Go through the listing beneath this task and return every line that carries the string "chef".

═════ Source records

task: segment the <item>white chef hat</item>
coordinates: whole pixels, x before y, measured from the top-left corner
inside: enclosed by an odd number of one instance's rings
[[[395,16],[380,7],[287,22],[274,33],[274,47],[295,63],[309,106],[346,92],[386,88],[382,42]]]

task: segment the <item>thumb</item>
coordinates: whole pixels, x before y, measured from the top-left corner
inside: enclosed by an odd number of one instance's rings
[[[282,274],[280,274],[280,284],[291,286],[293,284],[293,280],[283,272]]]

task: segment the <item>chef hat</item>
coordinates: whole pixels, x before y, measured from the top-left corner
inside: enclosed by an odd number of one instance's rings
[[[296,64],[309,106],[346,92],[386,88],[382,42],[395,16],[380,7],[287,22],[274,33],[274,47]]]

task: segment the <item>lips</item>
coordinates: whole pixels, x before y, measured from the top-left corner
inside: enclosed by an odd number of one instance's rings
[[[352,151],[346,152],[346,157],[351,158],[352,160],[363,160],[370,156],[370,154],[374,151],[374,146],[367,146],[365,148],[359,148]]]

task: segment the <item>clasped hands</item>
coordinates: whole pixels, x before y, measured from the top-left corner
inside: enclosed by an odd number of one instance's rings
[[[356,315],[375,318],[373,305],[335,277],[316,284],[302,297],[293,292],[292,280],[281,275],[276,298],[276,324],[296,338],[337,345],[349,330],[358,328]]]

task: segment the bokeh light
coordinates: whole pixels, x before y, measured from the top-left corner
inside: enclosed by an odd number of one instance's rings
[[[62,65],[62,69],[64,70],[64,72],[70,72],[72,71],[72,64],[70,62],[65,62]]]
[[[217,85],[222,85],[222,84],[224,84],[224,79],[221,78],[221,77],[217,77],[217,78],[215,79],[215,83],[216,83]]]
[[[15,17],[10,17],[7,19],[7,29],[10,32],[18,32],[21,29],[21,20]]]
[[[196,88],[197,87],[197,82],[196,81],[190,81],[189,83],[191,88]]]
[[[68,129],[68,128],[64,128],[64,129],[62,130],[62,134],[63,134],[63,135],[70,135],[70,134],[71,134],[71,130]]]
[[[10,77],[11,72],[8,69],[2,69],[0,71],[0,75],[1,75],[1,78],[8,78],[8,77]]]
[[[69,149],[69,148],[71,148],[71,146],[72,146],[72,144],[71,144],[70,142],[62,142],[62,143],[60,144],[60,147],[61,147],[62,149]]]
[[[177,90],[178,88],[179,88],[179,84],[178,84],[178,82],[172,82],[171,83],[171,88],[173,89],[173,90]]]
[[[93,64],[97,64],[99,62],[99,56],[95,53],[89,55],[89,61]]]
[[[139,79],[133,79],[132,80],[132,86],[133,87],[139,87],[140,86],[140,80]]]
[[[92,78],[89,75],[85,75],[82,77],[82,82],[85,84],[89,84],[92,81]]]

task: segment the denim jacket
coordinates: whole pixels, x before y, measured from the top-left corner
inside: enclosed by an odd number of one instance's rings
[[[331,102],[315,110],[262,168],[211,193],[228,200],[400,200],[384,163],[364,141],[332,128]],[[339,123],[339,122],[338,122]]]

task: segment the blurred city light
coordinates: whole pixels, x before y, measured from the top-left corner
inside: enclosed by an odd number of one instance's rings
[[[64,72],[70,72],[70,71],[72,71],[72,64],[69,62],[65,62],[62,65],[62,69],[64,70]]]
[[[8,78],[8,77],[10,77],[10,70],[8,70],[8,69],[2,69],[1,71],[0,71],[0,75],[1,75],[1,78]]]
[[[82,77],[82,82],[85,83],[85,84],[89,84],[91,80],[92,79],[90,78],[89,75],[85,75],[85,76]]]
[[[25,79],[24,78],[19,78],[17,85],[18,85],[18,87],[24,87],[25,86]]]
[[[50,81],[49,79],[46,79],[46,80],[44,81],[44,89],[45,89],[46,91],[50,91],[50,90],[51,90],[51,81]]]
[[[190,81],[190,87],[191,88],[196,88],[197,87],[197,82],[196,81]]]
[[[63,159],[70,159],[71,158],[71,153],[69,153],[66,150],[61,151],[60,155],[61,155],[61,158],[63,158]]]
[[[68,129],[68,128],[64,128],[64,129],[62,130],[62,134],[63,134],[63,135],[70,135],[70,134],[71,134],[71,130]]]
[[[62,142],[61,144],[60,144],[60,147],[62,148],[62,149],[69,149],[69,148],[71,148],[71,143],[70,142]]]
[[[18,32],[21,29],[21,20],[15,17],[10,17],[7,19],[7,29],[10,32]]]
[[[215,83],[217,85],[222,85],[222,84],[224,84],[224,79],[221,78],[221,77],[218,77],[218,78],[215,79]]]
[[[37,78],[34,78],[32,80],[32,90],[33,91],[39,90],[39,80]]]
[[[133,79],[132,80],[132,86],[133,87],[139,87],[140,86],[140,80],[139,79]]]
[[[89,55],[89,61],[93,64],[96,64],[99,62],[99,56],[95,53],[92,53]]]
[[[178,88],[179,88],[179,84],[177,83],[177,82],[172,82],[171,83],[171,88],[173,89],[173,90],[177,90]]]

══════════
═════ Source records

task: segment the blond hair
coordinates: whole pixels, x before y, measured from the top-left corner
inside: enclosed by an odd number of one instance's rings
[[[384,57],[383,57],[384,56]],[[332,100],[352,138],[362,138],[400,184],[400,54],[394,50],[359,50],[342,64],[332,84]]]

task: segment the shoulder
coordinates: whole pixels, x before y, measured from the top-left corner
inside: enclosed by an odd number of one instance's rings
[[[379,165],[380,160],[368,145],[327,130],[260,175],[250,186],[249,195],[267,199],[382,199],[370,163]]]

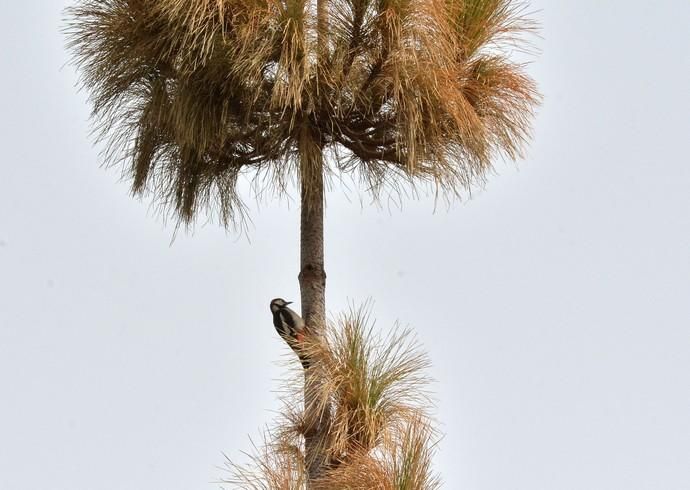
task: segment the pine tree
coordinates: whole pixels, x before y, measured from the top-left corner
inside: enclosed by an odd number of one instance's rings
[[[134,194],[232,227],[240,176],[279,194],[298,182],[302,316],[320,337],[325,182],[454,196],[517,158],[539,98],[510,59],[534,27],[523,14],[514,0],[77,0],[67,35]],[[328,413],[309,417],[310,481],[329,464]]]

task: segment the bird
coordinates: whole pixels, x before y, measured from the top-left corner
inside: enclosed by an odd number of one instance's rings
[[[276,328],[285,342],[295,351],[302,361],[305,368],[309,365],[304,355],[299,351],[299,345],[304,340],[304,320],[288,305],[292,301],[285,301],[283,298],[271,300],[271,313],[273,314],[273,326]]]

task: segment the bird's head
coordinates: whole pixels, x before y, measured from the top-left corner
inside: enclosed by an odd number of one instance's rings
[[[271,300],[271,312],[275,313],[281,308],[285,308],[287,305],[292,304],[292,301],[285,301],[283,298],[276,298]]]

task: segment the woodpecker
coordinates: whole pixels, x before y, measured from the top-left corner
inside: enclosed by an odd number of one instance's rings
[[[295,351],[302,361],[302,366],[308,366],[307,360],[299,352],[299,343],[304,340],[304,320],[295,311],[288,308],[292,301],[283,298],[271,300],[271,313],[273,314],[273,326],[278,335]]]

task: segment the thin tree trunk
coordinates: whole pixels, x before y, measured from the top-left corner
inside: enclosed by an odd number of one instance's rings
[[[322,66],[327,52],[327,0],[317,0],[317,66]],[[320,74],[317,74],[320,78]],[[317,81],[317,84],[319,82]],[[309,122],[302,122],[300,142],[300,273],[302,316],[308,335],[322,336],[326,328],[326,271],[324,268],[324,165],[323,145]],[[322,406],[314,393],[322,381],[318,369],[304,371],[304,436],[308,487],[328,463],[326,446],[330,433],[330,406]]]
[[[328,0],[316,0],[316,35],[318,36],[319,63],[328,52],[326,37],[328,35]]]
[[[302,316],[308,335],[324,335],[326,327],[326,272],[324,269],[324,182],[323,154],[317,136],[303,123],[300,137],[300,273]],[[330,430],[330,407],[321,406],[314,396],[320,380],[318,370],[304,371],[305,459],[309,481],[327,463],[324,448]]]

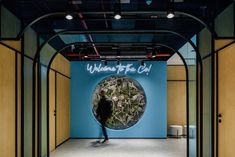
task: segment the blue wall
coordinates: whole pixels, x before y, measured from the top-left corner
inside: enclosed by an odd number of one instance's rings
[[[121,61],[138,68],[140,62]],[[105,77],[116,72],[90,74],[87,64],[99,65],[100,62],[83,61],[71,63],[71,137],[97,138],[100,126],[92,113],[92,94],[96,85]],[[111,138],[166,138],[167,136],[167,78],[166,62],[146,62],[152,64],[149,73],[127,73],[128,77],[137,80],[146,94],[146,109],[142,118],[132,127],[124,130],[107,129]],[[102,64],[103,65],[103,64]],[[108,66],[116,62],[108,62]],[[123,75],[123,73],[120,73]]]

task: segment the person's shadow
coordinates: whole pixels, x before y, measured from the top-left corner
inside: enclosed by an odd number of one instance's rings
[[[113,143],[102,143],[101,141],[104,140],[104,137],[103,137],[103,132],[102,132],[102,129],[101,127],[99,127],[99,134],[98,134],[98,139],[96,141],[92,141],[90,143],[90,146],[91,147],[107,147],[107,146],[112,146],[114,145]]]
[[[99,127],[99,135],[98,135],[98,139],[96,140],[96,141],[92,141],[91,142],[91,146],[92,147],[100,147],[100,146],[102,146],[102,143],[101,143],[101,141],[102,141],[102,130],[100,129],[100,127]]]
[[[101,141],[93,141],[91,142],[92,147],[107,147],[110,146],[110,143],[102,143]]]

══════════

> Response to the exercise
task: segment the <item>white chef hat</item>
task: segment the <item>chef hat</item>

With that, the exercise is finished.